Working data:
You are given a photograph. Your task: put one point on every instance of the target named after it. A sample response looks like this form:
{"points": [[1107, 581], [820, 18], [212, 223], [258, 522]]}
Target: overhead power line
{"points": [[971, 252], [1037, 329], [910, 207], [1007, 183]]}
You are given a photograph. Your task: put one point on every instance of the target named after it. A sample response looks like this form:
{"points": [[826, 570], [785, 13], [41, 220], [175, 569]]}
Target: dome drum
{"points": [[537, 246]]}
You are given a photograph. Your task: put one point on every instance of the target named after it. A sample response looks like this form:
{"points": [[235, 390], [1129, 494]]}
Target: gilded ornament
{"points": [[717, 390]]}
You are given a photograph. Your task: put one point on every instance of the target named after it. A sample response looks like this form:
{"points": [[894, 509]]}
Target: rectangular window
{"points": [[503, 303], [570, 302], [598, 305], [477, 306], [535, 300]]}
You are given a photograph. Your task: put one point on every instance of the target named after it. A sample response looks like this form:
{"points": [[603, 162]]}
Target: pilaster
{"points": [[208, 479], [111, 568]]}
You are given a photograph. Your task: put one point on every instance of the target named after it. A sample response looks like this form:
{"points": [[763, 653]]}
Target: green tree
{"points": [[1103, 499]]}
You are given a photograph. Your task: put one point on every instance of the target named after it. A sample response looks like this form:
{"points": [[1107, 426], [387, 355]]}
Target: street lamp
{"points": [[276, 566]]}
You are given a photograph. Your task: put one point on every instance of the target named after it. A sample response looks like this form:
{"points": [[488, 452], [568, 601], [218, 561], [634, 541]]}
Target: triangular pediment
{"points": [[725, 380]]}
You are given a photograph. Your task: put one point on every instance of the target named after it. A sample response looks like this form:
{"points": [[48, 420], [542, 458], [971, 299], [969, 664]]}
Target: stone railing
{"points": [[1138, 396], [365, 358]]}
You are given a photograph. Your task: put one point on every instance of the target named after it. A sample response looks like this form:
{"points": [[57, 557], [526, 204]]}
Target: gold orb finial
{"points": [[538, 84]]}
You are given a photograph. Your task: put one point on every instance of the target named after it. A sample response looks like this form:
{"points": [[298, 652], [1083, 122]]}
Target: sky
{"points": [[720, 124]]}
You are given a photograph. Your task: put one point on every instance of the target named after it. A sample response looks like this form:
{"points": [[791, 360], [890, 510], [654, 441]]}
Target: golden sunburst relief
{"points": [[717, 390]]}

Work instruction: Output the material in full, exactly as it appears.

Your solution:
You are given a photograph. Your task: put one point on every instance of the target named after it. A sample response looks like this form:
{"points": [[1107, 581], [820, 18], [212, 223], [258, 522]]}
Target: overhead power line
{"points": [[971, 252], [1037, 329], [910, 207], [1007, 183]]}
You are given a photograph. Your task: put one point on every instance of the target named after it. A sample response looks like this form:
{"points": [[826, 570], [785, 13], [41, 220], [175, 569]]}
Target: dome drum
{"points": [[537, 246]]}
You are given a photograph. Your task: put one point on every instance of the target named after it. A sample response looks like this form:
{"points": [[235, 390], [1129, 494]]}
Target: gilded ornament
{"points": [[717, 390]]}
You are given a photograph. Your task: put one point on every instance of the target named after it. A sample response looks like this form:
{"points": [[894, 509]]}
Target: rectangular window
{"points": [[503, 303], [570, 302], [598, 305], [477, 306], [535, 300]]}
You are given a photograph. Your task: put one point on every instance of the target named after it. A sample response looks like this form:
{"points": [[603, 162]]}
Target: pilaster
{"points": [[208, 479], [111, 568]]}
You are given a photograph. Your task: put one point on every instance of the target named after it. A sample response looks like this form:
{"points": [[763, 653]]}
Target: green tree
{"points": [[1103, 499]]}
You are given a photograph. Your task: put one point on every instance of the target named after it. A sample response looks like this form:
{"points": [[1107, 426], [387, 355]]}
Target: street lamp
{"points": [[276, 566]]}
You are given a photograph. Your task: put one point on every instance of the target named after it. A sample response looks like this form:
{"points": [[488, 452], [568, 601], [218, 561], [634, 541]]}
Target: triangular pediment
{"points": [[725, 380]]}
You are given a photograph. Your task: put one point on every instance of the target named after it. A sample response looks like this form:
{"points": [[48, 420], [542, 458], [971, 299], [969, 664]]}
Target: stone railing
{"points": [[1138, 396], [365, 358]]}
You are given a photograph. Your task: put one point on every instance of the target named after it. A sample response looks like this form:
{"points": [[57, 557], [526, 204]]}
Target: gold orb finial
{"points": [[538, 84]]}
You are given a photograph. Your task: put one point on every instance of the target named after it. A sample response looks like this form:
{"points": [[298, 652], [1083, 122]]}
Target: sky
{"points": [[720, 124]]}
You are given a photograph. Your task: put one point on every instance of the target named after it. A sample response looks like this form:
{"points": [[791, 360], [890, 510], [654, 441]]}
Target: golden sunburst relief
{"points": [[717, 390]]}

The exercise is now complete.